Outline records:
□ □ □

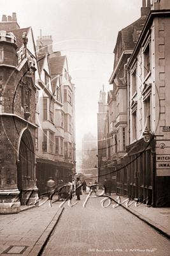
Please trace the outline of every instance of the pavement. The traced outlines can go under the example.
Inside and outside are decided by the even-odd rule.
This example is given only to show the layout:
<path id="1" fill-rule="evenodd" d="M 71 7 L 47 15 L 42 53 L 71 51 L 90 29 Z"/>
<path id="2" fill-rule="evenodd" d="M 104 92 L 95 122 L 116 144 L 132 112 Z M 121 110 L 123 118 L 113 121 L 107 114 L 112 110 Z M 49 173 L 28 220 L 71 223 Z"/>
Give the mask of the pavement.
<path id="1" fill-rule="evenodd" d="M 57 197 L 53 196 L 52 202 Z M 111 197 L 118 202 L 118 196 L 115 193 L 112 193 Z M 127 198 L 120 197 L 120 202 L 117 207 L 123 207 L 170 238 L 170 208 L 147 207 L 143 204 L 136 207 L 134 202 L 127 207 L 126 202 L 124 201 Z M 73 199 L 73 204 L 75 198 L 76 196 Z M 131 201 L 130 204 L 132 202 Z M 0 215 L 0 255 L 40 255 L 64 211 L 64 205 L 59 208 L 61 203 L 54 202 L 52 207 L 50 207 L 49 201 L 47 201 L 39 207 L 22 206 L 21 211 L 18 214 Z M 107 204 L 108 202 L 106 202 L 104 205 Z M 109 207 L 114 205 L 116 204 L 112 201 Z"/>

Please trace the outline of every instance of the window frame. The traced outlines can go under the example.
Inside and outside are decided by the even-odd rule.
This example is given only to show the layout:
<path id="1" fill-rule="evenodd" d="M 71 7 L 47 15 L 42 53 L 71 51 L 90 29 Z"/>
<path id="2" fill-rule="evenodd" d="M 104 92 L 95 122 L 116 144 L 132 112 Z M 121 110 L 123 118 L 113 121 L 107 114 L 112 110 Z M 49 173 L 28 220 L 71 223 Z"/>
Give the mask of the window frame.
<path id="1" fill-rule="evenodd" d="M 46 102 L 45 102 L 46 101 Z M 46 107 L 46 108 L 45 107 Z M 43 98 L 43 120 L 48 120 L 48 99 Z"/>

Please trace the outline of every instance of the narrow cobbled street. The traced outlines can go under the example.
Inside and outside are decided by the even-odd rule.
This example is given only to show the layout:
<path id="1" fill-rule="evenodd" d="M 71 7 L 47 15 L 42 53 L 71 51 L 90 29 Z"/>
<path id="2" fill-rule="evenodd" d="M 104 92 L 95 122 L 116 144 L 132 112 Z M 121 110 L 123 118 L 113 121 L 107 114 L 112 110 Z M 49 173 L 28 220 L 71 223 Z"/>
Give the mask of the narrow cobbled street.
<path id="1" fill-rule="evenodd" d="M 90 198 L 83 208 L 87 196 L 74 207 L 64 204 L 42 255 L 170 255 L 167 238 L 122 207 L 103 208 L 101 198 Z M 74 196 L 72 204 L 76 202 Z"/>

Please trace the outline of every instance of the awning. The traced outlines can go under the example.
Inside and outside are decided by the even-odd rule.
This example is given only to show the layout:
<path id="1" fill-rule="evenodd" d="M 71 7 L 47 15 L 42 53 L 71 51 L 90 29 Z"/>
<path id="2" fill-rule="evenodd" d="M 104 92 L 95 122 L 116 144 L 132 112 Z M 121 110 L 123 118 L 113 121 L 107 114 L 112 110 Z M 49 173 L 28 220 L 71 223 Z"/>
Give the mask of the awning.
<path id="1" fill-rule="evenodd" d="M 43 164 L 48 164 L 55 165 L 59 167 L 64 167 L 67 168 L 73 168 L 74 167 L 73 164 L 71 163 L 64 162 L 63 161 L 52 161 L 50 159 L 45 159 L 43 158 L 36 158 L 37 163 L 41 163 Z"/>

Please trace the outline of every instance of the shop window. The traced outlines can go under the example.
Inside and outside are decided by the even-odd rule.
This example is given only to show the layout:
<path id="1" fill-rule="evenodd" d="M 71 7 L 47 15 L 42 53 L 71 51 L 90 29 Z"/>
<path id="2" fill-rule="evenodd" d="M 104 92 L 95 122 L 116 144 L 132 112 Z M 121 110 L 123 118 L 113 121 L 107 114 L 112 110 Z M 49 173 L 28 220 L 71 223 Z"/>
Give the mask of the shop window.
<path id="1" fill-rule="evenodd" d="M 47 120 L 47 99 L 43 99 L 43 119 Z"/>
<path id="2" fill-rule="evenodd" d="M 129 183 L 132 184 L 132 156 L 129 157 Z"/>
<path id="3" fill-rule="evenodd" d="M 123 169 L 124 172 L 124 183 L 127 184 L 127 168 L 125 166 Z"/>
<path id="4" fill-rule="evenodd" d="M 45 70 L 45 84 L 47 88 L 49 88 L 49 76 L 47 72 Z"/>
<path id="5" fill-rule="evenodd" d="M 121 172 L 121 169 L 119 169 L 117 171 L 117 182 L 120 182 L 120 172 Z"/>

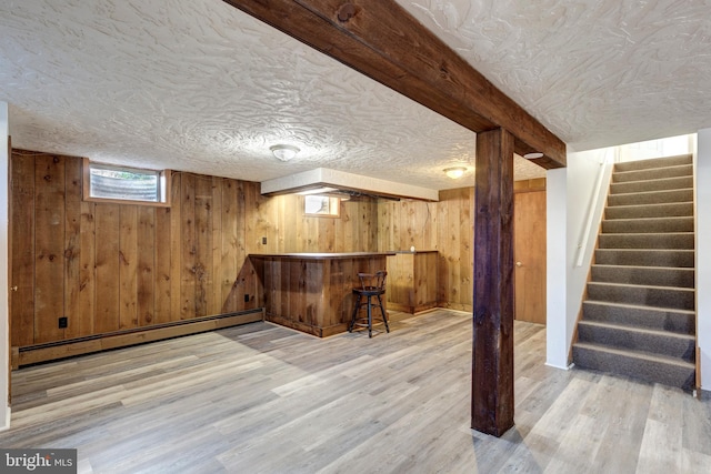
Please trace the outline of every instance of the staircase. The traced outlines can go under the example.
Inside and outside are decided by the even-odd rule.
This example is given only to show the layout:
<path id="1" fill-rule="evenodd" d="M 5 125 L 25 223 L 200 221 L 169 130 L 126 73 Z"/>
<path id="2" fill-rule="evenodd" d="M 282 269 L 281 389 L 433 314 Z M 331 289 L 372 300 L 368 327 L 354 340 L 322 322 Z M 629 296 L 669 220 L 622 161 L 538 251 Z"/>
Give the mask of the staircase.
<path id="1" fill-rule="evenodd" d="M 694 302 L 691 155 L 615 164 L 574 364 L 693 389 Z"/>

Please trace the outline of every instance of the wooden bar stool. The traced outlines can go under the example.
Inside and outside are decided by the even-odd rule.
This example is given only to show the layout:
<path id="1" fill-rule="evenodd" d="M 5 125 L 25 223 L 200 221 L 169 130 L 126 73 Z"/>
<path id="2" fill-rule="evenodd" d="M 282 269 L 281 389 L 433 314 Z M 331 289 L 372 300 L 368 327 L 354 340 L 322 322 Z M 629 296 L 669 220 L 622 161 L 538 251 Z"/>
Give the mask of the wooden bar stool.
<path id="1" fill-rule="evenodd" d="M 385 324 L 385 331 L 390 332 L 388 326 L 388 315 L 385 314 L 385 307 L 382 304 L 382 295 L 385 294 L 385 276 L 388 272 L 380 270 L 375 273 L 359 273 L 360 286 L 353 289 L 356 294 L 356 304 L 353 305 L 353 315 L 351 316 L 351 323 L 348 325 L 348 332 L 353 332 L 353 326 L 368 327 L 368 337 L 373 336 L 373 312 L 372 306 L 380 307 L 380 314 L 382 317 L 375 319 L 375 321 L 382 321 Z M 377 303 L 372 302 L 372 297 L 378 299 Z M 358 317 L 361 306 L 368 306 L 368 320 L 364 317 Z"/>

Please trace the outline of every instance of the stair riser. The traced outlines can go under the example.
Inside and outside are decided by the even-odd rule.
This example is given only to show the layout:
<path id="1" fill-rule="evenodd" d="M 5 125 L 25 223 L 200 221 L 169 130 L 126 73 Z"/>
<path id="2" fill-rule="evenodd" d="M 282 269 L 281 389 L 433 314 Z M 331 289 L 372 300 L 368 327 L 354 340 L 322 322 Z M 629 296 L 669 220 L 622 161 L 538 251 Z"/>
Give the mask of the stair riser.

□ □ □

- **Set exercise**
Your task is to write out the lines from the one with "Please trace the outline of every instance of the stair riser." through the end of the records, exactly and with nothing added.

- **Finished task**
Please trace the outline of every instance of the stair riser. The traced outlines can go under the example.
Inside and outside are decided by the even-odd rule.
This example is given only to show the layout:
<path id="1" fill-rule="evenodd" d="M 5 125 L 25 223 L 200 221 L 169 130 L 126 73 Z"/>
<path id="2" fill-rule="evenodd" d="M 282 269 L 281 389 L 433 314 Z M 331 289 L 372 300 L 368 327 L 354 340 L 322 322 Z M 629 296 L 669 220 L 622 161 L 538 251 Z"/>
Give the mask of the stair riser.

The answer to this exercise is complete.